● **Goal**: Edit the part of the data that opens with the line containing "Check that every instance of the ruddy" and runs to the end, changing "keypoint" to "marker" and keeping everything else the same. Give only those lines.
━━ Data lines
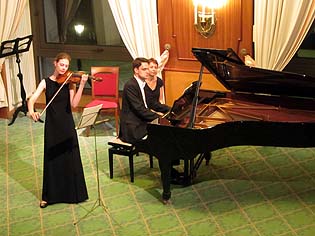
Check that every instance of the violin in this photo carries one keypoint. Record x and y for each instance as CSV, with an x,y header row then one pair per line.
x,y
74,77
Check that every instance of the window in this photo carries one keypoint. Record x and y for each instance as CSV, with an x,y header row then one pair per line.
x,y
84,28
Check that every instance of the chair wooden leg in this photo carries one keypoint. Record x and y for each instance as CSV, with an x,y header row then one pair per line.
x,y
116,122
111,165
87,131
132,175
151,161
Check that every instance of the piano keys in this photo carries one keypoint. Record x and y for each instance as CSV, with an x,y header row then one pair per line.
x,y
262,107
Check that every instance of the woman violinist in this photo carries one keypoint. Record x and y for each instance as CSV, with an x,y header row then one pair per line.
x,y
63,176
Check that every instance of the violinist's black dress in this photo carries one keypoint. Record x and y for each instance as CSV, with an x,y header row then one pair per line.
x,y
63,177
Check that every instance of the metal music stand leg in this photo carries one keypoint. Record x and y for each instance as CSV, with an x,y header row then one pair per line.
x,y
15,47
99,201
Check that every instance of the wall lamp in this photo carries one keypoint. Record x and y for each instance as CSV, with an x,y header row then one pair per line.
x,y
204,15
79,28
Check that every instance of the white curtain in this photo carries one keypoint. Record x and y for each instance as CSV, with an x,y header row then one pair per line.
x,y
15,22
279,29
136,21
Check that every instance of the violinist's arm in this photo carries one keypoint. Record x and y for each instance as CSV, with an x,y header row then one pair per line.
x,y
30,104
76,97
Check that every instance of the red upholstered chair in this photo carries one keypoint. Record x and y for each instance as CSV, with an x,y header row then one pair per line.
x,y
105,92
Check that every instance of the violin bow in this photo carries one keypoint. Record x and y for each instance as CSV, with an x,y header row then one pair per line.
x,y
68,77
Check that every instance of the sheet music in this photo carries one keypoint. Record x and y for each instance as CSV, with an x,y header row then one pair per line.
x,y
89,116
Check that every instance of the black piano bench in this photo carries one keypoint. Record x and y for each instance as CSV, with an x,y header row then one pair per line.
x,y
121,148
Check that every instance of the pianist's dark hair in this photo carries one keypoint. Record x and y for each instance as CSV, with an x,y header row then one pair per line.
x,y
136,63
153,60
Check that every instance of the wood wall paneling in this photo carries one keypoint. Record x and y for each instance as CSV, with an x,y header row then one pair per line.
x,y
176,27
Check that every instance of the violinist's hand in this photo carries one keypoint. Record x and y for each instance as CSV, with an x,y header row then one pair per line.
x,y
84,78
34,115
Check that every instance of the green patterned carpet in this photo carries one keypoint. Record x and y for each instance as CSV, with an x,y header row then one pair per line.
x,y
244,191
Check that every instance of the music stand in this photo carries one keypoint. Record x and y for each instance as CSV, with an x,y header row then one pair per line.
x,y
14,47
88,118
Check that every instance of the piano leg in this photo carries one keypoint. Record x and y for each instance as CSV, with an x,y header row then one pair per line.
x,y
165,168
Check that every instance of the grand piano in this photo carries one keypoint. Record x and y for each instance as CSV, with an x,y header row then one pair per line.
x,y
262,107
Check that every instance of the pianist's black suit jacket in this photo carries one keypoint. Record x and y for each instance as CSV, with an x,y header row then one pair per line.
x,y
134,116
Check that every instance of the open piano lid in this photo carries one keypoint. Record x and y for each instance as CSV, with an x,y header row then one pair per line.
x,y
231,71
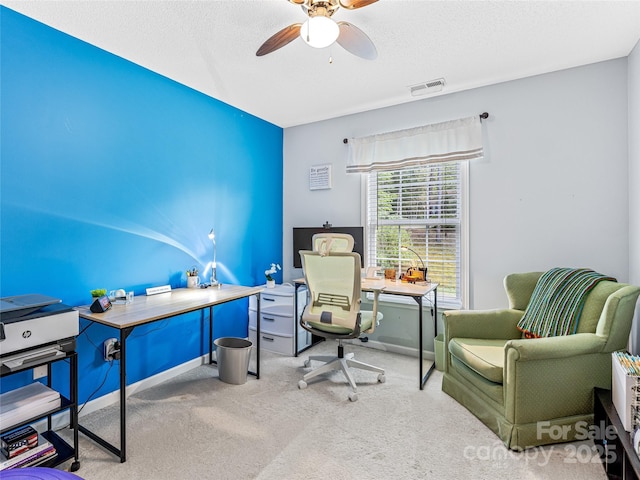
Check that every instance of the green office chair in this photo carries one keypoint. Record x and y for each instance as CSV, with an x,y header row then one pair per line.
x,y
333,308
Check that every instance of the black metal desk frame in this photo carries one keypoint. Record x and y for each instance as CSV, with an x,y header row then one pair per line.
x,y
124,334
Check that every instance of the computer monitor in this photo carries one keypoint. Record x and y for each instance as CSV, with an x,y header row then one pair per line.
x,y
302,240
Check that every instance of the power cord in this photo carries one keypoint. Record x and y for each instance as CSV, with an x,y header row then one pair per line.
x,y
97,389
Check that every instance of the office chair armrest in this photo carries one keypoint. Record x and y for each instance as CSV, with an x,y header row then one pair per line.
x,y
374,312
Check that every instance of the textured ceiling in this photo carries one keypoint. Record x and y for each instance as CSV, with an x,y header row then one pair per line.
x,y
210,46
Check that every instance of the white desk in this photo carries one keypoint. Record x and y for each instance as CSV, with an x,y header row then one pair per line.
x,y
393,287
148,309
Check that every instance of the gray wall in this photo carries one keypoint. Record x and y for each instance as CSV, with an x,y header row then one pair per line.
x,y
552,190
634,180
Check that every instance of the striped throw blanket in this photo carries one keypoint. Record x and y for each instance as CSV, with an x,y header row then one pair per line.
x,y
557,300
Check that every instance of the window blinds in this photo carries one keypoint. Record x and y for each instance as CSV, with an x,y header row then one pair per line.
x,y
420,208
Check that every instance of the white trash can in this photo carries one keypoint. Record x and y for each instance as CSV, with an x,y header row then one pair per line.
x,y
233,356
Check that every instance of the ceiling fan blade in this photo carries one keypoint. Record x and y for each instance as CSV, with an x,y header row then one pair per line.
x,y
353,4
280,39
355,41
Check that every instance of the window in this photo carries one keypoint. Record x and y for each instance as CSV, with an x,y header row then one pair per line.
x,y
421,207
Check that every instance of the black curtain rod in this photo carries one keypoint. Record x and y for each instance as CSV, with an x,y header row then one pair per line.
x,y
483,116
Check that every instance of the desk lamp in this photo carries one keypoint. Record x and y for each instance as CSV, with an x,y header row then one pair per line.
x,y
214,278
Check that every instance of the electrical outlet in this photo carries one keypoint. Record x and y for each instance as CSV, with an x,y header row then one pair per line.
x,y
111,349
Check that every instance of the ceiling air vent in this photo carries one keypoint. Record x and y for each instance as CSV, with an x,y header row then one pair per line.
x,y
425,88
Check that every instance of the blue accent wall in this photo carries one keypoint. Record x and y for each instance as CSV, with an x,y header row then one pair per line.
x,y
111,176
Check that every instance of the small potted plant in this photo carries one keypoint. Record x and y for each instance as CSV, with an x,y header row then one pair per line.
x,y
271,283
97,293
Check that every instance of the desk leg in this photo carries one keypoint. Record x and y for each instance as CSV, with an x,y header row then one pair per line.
x,y
122,452
124,333
258,335
296,286
423,379
210,335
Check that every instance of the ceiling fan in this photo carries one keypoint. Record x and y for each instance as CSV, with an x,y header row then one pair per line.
x,y
320,30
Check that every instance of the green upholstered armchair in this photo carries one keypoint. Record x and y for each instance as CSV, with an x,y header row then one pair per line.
x,y
537,391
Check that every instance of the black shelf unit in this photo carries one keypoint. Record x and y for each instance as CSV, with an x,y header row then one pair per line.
x,y
64,450
615,445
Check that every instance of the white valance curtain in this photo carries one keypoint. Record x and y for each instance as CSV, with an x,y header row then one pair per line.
x,y
440,142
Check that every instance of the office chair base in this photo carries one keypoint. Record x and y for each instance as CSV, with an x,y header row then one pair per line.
x,y
338,363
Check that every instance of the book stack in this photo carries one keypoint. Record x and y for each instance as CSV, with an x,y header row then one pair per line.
x,y
27,402
625,388
24,447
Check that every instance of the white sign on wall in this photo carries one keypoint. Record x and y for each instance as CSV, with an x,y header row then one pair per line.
x,y
320,177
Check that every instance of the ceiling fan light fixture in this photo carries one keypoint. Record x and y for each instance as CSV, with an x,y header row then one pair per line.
x,y
319,31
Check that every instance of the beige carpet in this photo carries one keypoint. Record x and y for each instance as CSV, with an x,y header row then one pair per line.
x,y
197,427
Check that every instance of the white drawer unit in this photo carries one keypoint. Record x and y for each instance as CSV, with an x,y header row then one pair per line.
x,y
277,323
280,343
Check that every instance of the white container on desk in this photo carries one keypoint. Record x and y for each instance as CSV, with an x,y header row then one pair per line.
x,y
277,322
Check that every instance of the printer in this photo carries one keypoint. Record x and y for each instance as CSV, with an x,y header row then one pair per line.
x,y
34,329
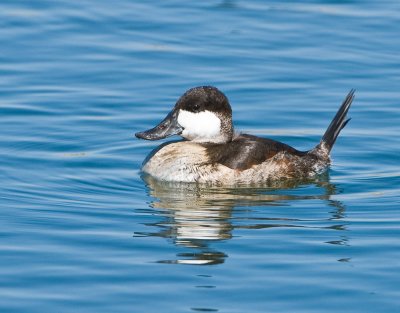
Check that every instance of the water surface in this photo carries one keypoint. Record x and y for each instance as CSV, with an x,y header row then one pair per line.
x,y
83,231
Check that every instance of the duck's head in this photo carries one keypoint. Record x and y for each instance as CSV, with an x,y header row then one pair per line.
x,y
202,114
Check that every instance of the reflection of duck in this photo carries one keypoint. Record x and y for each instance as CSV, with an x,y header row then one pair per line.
x,y
194,216
212,153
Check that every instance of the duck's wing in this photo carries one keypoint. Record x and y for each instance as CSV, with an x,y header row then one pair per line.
x,y
246,151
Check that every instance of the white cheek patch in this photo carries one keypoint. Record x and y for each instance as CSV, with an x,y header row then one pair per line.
x,y
200,126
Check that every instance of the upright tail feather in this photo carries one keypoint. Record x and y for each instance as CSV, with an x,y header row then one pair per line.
x,y
338,123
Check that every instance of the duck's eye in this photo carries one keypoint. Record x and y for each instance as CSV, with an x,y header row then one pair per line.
x,y
196,107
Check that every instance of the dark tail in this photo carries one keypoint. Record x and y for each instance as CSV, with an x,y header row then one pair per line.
x,y
338,123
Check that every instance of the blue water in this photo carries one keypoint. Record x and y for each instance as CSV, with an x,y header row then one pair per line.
x,y
81,231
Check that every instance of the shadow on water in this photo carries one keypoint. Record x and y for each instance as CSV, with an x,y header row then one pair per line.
x,y
195,216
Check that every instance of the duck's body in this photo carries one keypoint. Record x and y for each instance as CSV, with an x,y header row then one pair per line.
x,y
213,154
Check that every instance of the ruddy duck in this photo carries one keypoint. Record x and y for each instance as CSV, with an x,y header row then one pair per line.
x,y
213,153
━━━━
● **Result of the task**:
Check that every instance of the ruddy duck in this photo carries one marker. Record x and y for each instance as CSV, with an x,y header row then one pair per line.
x,y
213,153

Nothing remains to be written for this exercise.